◆ WHAT YOU NEED TO DO:
Reproduce the stretch of the material below from the line containing "Question. Indicate one point for each instance of the beetle leg" through the end of the material, swapping "beetle" for "insect" wherever it occurs and leaving everything else unchanged.

◆ MATERIAL:
============================================================

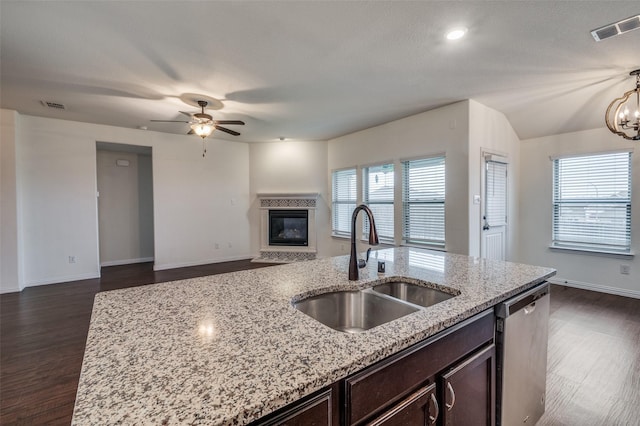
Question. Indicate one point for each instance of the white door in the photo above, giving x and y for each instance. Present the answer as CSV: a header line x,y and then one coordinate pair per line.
x,y
494,215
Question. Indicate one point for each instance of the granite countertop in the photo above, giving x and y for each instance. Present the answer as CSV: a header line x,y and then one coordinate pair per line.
x,y
231,348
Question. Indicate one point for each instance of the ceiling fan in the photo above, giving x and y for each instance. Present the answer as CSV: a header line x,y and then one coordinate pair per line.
x,y
203,124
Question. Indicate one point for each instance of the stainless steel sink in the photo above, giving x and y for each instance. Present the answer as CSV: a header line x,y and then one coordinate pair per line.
x,y
353,311
412,293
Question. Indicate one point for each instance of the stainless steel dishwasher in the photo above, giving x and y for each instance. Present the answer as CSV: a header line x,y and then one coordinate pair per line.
x,y
522,335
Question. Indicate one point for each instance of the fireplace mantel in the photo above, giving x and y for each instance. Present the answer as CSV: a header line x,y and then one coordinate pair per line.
x,y
285,201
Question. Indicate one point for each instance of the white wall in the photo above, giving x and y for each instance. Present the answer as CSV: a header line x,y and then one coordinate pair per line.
x,y
443,130
291,167
10,276
490,132
123,226
198,201
145,205
598,272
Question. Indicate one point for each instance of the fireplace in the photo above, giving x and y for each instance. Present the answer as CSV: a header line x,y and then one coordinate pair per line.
x,y
288,227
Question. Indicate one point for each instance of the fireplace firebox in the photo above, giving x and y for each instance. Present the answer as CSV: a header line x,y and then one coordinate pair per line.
x,y
288,227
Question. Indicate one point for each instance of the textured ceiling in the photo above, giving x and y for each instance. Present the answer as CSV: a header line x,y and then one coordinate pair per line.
x,y
314,70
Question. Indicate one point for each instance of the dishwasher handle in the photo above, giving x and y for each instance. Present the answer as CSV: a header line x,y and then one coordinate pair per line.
x,y
525,300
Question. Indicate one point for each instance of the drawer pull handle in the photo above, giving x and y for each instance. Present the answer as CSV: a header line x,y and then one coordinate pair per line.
x,y
434,418
529,309
453,397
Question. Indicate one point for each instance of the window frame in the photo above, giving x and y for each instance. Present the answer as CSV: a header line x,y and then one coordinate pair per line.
x,y
342,233
388,239
557,204
433,243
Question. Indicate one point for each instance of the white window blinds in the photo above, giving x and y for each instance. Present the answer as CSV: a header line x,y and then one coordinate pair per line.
x,y
423,188
496,193
344,197
592,202
377,193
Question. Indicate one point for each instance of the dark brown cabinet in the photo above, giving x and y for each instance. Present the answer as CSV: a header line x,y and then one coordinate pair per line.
x,y
445,380
420,408
320,409
397,386
468,391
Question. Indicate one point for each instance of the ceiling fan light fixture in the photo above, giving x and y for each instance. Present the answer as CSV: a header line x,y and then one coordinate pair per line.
x,y
623,114
456,33
202,129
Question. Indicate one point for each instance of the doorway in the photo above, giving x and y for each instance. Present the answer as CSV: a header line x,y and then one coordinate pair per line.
x,y
125,203
494,212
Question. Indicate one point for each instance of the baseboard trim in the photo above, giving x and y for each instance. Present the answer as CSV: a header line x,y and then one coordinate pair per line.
x,y
65,279
126,261
157,267
596,287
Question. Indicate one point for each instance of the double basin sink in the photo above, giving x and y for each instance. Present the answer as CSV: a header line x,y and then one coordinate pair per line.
x,y
356,311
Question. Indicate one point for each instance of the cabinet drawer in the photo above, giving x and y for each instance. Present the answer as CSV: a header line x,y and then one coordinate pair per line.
x,y
377,387
414,410
319,410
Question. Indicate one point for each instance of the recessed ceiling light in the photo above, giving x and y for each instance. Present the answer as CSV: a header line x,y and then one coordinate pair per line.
x,y
456,33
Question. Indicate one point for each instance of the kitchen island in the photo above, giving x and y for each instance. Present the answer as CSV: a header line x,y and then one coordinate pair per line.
x,y
231,348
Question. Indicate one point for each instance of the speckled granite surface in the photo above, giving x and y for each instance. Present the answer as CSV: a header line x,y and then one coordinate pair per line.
x,y
229,349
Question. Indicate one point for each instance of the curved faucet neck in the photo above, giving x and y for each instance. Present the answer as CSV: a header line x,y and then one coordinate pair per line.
x,y
373,239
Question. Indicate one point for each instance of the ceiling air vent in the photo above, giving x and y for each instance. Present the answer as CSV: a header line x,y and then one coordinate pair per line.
x,y
54,105
617,28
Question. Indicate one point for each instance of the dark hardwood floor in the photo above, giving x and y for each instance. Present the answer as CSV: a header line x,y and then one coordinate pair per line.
x,y
43,331
594,348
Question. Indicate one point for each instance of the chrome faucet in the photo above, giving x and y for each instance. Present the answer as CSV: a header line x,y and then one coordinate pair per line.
x,y
354,264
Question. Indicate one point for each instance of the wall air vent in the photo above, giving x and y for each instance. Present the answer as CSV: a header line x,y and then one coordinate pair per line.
x,y
617,28
54,105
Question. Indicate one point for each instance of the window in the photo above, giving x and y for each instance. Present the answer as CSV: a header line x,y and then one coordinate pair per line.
x,y
423,192
377,193
592,202
344,197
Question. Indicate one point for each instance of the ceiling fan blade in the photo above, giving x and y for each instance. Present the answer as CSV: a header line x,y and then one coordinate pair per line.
x,y
170,121
224,129
238,122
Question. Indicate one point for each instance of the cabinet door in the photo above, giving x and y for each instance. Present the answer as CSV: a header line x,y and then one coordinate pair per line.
x,y
419,408
468,391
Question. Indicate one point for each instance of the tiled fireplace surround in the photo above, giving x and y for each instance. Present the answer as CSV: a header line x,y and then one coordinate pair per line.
x,y
287,254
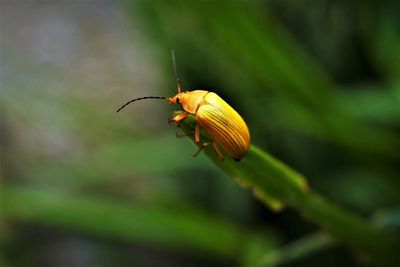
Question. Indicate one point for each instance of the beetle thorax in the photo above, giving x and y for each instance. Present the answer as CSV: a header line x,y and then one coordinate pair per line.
x,y
191,100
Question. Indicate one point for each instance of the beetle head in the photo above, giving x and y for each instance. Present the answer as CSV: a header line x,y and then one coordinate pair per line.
x,y
177,99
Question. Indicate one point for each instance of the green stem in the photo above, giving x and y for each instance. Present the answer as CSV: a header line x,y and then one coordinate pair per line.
x,y
277,185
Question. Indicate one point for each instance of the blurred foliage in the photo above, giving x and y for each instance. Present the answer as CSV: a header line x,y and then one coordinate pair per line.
x,y
317,82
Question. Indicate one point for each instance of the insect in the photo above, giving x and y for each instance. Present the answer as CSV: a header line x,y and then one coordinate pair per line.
x,y
224,125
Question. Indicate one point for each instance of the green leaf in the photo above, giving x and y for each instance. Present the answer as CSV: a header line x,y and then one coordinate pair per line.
x,y
277,185
185,230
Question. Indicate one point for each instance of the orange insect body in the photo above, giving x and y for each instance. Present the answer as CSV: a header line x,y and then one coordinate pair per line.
x,y
215,116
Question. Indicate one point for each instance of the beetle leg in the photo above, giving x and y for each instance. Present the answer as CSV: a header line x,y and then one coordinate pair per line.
x,y
204,145
215,147
178,117
217,151
197,134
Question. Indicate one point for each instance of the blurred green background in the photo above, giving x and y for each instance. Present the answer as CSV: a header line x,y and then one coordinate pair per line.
x,y
318,83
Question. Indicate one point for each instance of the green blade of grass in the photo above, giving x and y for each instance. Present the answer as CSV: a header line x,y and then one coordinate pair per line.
x,y
272,180
188,231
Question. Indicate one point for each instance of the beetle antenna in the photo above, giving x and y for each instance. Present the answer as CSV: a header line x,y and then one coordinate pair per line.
x,y
178,81
141,98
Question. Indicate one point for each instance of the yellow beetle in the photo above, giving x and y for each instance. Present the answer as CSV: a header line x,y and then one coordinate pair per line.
x,y
214,115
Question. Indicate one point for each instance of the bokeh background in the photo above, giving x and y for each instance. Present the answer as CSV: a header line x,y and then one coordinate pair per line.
x,y
317,81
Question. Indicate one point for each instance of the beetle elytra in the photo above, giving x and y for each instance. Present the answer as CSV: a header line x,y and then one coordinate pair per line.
x,y
224,125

============================================================

◆ ANSWER TO THE EXERCISE:
Question. Indicate one point for each instance of the insect leg in the photo above, giving x and y for each instance. Present the answer as CSV: a header line x,y and then one coordinate pair per line.
x,y
204,145
215,147
178,117
217,151
197,134
Question. Indicate one point for each instance of the blurred green background in the photo above, giving x and y for each instance. Present the answer as CSV: a header line x,y and then one coordinate pair per line.
x,y
318,83
Question. Indicate one point for each instance of the green blade of grass in the photo above, giving x and y for each instance. Present the answer as CSV: a header line x,y and then one coordinate pair per line.
x,y
272,180
188,231
Question. Indicate one point for each instance of the insect antenna in the photo above, giving x and y for each instance. Present the answer as CSV: a header line x,y and then one coordinate pair per line.
x,y
178,81
141,98
Question. Indicate one point for each instance of the yellow insect in the photo above, giving x and y for each instance. Present the answer as CSV: a header line x,y and then one coordinate pair per line.
x,y
214,115
Question. Indicate one point for each instance of the bokeh background in the photo above, giving x and y for each instance. Present the answer as CSV: a header line x,y and then one coordinate pair per line.
x,y
317,81
Question. Indicate one point for each instance of the insect elytra in the photo above, giving x and y for each instance. Present the answer as CSV: a header line x,y and then one coordinate pair per line.
x,y
224,125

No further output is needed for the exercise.